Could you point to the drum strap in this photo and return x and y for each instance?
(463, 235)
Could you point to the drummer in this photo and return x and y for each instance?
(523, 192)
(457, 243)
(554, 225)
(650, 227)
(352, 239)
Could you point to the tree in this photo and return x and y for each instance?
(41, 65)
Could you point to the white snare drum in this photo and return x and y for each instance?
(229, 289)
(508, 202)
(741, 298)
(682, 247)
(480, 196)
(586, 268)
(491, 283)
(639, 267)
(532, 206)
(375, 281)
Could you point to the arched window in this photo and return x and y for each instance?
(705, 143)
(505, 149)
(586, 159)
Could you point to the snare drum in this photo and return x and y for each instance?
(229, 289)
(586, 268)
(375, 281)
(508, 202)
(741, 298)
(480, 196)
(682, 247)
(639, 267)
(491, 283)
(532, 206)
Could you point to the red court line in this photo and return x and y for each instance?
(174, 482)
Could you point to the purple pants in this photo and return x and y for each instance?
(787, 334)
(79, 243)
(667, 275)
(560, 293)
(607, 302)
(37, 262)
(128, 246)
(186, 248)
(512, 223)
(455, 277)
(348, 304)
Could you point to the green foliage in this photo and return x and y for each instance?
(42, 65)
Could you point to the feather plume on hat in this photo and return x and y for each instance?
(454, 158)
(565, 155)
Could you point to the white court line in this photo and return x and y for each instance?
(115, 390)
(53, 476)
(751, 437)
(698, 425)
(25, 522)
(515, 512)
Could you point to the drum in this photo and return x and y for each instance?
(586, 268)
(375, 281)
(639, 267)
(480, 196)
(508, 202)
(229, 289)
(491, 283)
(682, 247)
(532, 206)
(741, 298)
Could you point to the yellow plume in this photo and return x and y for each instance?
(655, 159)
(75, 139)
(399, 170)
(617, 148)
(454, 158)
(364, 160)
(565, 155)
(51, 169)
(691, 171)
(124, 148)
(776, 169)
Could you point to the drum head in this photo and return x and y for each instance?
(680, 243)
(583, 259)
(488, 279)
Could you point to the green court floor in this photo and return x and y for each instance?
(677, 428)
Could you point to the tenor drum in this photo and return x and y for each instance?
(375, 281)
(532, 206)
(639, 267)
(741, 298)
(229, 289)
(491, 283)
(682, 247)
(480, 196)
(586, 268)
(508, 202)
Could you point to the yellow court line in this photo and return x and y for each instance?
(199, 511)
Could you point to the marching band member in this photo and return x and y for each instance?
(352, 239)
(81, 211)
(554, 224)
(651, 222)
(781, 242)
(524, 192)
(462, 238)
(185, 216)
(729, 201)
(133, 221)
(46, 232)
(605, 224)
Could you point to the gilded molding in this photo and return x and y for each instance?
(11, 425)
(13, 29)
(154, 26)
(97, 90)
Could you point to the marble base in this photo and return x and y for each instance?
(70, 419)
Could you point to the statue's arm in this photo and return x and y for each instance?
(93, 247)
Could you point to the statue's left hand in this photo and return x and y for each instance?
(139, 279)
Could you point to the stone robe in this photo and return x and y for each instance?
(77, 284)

******

▶ **What you have to do**: Reproduce all of the records precisely. No word may differ.

▶ **Response box**:
Could you point to the drum strap in this photo and return x and y for each instance?
(463, 235)
Could you point to the drummer in this photo and return x and y for each instance?
(523, 192)
(457, 243)
(554, 225)
(650, 227)
(352, 239)
Could you point to the tree in this photo and return x and y for each instance?
(41, 65)
Could you point to the white snare drum in this photo and return x and y for each instance?
(229, 289)
(508, 202)
(741, 298)
(682, 247)
(480, 196)
(586, 268)
(491, 283)
(639, 267)
(532, 206)
(375, 281)
Could you point to the arched window in this photo and return x and y for each instance?
(705, 143)
(505, 149)
(586, 159)
Could you point to the snare drum in this photo and return x and y for each instance?
(229, 289)
(586, 268)
(375, 281)
(508, 202)
(741, 298)
(480, 196)
(682, 247)
(639, 267)
(491, 283)
(532, 206)
Could you point to the red court line in this photo and return x and y for each instance?
(174, 482)
Could you point to the purple pants in this photo and return x and y for each instance?
(787, 334)
(79, 243)
(667, 275)
(560, 293)
(607, 302)
(37, 262)
(128, 246)
(186, 248)
(512, 223)
(455, 277)
(348, 304)
Could you point to the green foliage in this photo and return x and y for each instance?
(42, 65)
Could you point to the feather plume on hat in this photo and return x and y for each instance?
(454, 158)
(565, 155)
Could you point to the white court line in this photo and return x and y for each instance?
(115, 390)
(53, 476)
(751, 437)
(698, 425)
(25, 522)
(515, 512)
Could you point to the drum in this photo and return x and y for each instance?
(586, 268)
(375, 281)
(639, 267)
(480, 196)
(508, 202)
(229, 289)
(491, 283)
(682, 247)
(532, 206)
(741, 298)
Could you point to the yellow plume in this photo and return x and y for each instance?
(655, 159)
(75, 139)
(399, 170)
(617, 148)
(454, 158)
(364, 160)
(565, 155)
(51, 169)
(691, 171)
(124, 148)
(776, 169)
Could you point to the drum head in this photo and return x and y for each instance?
(680, 243)
(583, 259)
(488, 279)
Could you point to the green court floor in this photo and return x and y for each instance?
(677, 428)
Could you point to the tenor drum in this photo and return x and y for each instance?
(375, 281)
(532, 206)
(639, 267)
(741, 298)
(229, 289)
(491, 283)
(682, 247)
(480, 196)
(586, 268)
(508, 202)
Could you point to the yellow court line in this photo and return x and y for each instance?
(199, 511)
Could you point to the marching band member in this photo and return x and y for each instance?
(352, 239)
(81, 211)
(554, 224)
(651, 222)
(781, 242)
(524, 192)
(462, 238)
(185, 216)
(729, 201)
(133, 221)
(46, 232)
(605, 224)
Could you point to the gilded molding in this photo and return x and y for each instance?
(11, 425)
(13, 29)
(154, 26)
(97, 90)
Could you point to the marble base in this photo and return x and y for each instance?
(70, 419)
Could you point to the statue's arm in this photo and return x and y for each instance?
(93, 247)
Could you point to the statue's left hand in this photo and return x and y for each instance?
(139, 279)
Could you point to the stone robe in this photo and return x and y for each instance?
(77, 284)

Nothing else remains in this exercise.